Fragmento de texto:
==========

Hasta mediados del próximo junio imparto un curso en un pueblo (más bien cabría decir una ciudad) como Coslada, vecino de Madrid y volcado, casi imbricado con el de San Fernando de Henares, al nordeste de la región. El temario es muy preciso aunque el contenido lo tengo que aportar yo con un ajuste necesario: acercarlo al nivel medio de la clase, evitar distancias, incomprensiones, aburrimiento.La poesía y la novela desde la posguerra hasta los años 80 del pasado siglo. De Rosales o Panero, o de Cela o Ignacio Agustí, a los poetas y narradores más recientes. Es decir, sobre los cimientos en que se asientan nuestra novela y nuestra poesía de hoy.

==========

Datos de entrada:
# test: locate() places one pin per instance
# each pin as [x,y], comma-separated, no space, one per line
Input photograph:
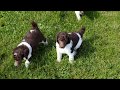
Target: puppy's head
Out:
[18,56]
[62,39]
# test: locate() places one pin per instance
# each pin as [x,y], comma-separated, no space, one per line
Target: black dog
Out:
[28,45]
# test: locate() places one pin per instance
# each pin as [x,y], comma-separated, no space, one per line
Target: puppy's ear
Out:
[57,37]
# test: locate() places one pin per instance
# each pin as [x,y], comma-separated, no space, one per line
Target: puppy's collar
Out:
[29,47]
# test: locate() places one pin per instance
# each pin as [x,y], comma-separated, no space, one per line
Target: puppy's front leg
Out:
[59,56]
[71,56]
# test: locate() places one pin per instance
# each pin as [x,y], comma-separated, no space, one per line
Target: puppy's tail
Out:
[82,31]
[34,25]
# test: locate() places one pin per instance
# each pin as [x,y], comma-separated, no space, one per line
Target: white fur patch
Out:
[78,13]
[67,50]
[45,43]
[29,47]
[29,55]
[27,63]
[32,31]
[23,40]
[15,54]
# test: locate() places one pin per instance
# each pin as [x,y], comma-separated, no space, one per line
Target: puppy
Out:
[30,42]
[79,14]
[68,43]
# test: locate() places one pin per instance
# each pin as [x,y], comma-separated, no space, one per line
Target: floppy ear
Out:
[68,38]
[25,53]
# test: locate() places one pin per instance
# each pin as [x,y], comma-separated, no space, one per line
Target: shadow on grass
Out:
[87,48]
[92,14]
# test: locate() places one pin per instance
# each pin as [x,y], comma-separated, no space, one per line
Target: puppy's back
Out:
[82,31]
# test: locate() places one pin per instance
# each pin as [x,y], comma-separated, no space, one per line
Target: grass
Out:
[98,57]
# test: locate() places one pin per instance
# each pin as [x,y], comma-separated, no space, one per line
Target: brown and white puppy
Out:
[79,14]
[28,45]
[68,43]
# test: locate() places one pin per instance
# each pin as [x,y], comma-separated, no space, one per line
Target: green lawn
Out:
[98,57]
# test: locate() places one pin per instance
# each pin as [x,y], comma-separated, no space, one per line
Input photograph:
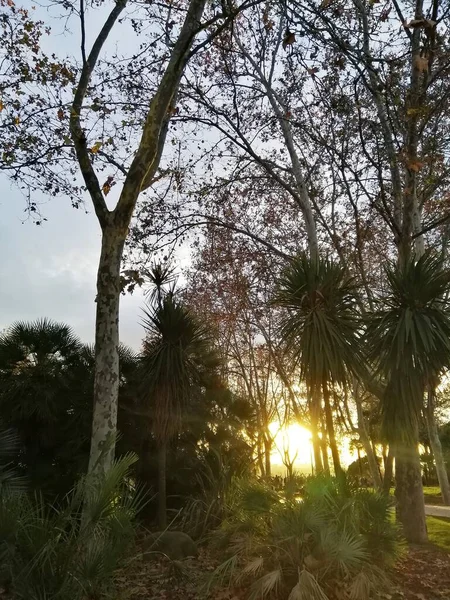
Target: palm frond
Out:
[307,588]
[321,324]
[265,585]
[408,340]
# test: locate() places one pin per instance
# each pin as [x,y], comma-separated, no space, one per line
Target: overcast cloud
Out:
[50,270]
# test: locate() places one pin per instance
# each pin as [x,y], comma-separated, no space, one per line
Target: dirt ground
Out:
[422,574]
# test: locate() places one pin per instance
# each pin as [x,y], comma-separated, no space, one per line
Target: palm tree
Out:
[322,329]
[177,360]
[45,399]
[408,340]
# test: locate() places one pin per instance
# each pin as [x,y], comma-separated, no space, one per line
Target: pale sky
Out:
[50,270]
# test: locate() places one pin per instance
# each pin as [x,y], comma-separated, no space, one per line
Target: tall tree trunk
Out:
[330,429]
[388,472]
[315,418]
[324,448]
[267,453]
[409,493]
[436,447]
[106,385]
[115,223]
[365,441]
[162,485]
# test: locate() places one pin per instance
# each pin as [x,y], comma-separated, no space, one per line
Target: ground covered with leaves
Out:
[422,574]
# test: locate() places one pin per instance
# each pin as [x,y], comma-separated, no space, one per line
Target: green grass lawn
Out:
[432,495]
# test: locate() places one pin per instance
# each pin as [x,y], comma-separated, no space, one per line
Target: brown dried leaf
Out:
[420,63]
[289,39]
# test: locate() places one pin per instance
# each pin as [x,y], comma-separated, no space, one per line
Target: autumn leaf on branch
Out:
[420,63]
[414,165]
[289,39]
[106,187]
[96,147]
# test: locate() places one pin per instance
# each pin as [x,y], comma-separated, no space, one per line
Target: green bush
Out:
[333,539]
[68,552]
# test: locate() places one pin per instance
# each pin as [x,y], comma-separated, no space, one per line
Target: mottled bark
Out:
[267,453]
[162,485]
[436,447]
[106,385]
[115,223]
[315,439]
[409,493]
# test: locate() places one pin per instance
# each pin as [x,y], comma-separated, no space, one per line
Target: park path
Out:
[437,511]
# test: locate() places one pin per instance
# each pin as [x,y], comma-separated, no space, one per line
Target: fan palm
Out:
[177,359]
[408,338]
[322,329]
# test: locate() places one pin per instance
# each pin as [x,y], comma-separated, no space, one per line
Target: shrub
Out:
[333,540]
[68,552]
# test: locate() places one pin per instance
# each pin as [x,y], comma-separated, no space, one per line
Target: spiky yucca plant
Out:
[408,339]
[305,549]
[177,359]
[321,327]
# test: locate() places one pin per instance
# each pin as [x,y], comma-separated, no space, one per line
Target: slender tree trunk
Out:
[365,441]
[330,429]
[267,453]
[162,485]
[324,448]
[409,493]
[315,413]
[388,472]
[436,447]
[106,385]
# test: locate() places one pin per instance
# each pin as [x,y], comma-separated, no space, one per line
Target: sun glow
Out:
[293,442]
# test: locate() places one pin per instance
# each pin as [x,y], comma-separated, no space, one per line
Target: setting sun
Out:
[293,439]
[294,442]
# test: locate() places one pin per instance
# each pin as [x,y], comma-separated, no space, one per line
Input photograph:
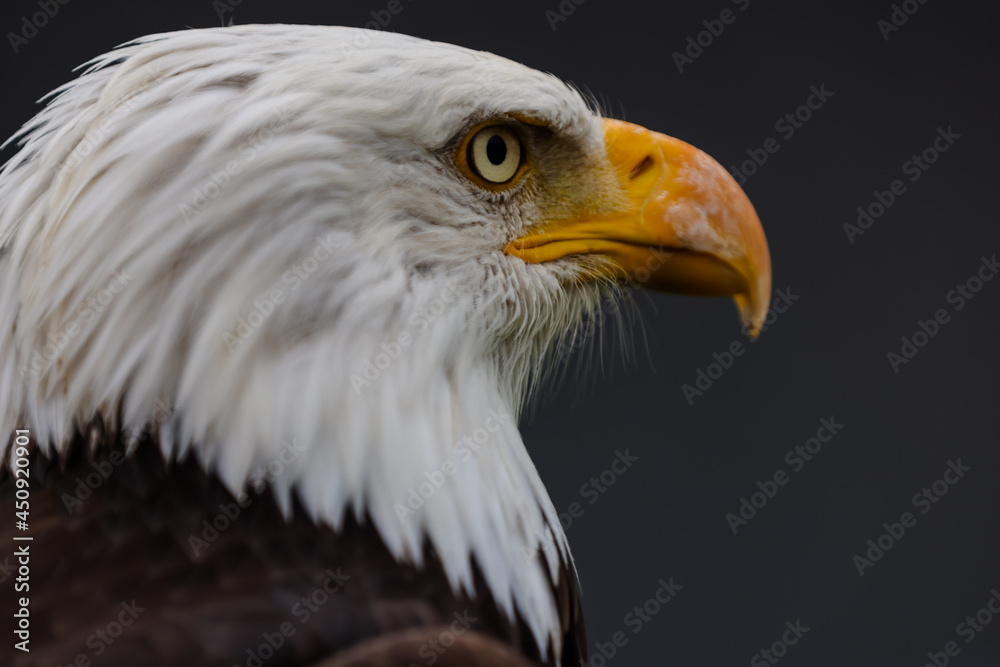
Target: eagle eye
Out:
[493,154]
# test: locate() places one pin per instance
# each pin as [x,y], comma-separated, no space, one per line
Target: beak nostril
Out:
[641,168]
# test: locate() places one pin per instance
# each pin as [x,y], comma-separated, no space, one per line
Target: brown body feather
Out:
[135,573]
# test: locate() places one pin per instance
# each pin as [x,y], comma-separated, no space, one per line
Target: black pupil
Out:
[496,149]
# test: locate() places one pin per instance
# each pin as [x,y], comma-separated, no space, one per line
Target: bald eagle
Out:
[273,298]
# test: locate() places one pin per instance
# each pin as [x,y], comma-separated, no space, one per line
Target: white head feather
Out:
[215,172]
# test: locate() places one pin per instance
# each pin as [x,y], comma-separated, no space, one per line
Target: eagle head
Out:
[352,252]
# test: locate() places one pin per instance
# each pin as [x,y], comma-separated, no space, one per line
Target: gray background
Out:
[825,357]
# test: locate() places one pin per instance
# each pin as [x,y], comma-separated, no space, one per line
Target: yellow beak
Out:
[687,226]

==========

Acciones requeridas:
A - Según el fragmento sobre el curso en Coslada, ¿hasta cuándo se imparte el curso?
B - Prosigue el fragmento sobre el curso en Coslada a partir de su última oración.

Respuestas por tarea:
A - Hasta mediados del próximo junio.

B -
El encuentro semanal con los alumnos de Coslada, casi todos jubilados o prejubilados y la mayoría mujeres, me ha hecho evocar otras experiencias similares. En mis viajes desde casa al centro cultural días he recordado mis dos o tres visitas a presentar libros al CEPA de Entrevías, o una conversación con alumnos parecidos en un centro en Carabanchel hacia 2006 ó 2007, o la presentación de La voz dormida, la novela de Dulce Chacón, en la primavera previa a su enfermedad y a su muerte, en un salón rebosante de mujeres con la memoria alerta, muchas de ellas conocedoras de primera mano o a través de familiares muy próximos, de la realidad que la novelista cuenta, del mundo penitenciario que en los años cuarenta construyó el franquismo llenando las cárceles de demócratas con convicciones de izquierdas, de mujeres que negaban el ideario y el modo de vida cuya implantación había delegado en la Sección Femenina.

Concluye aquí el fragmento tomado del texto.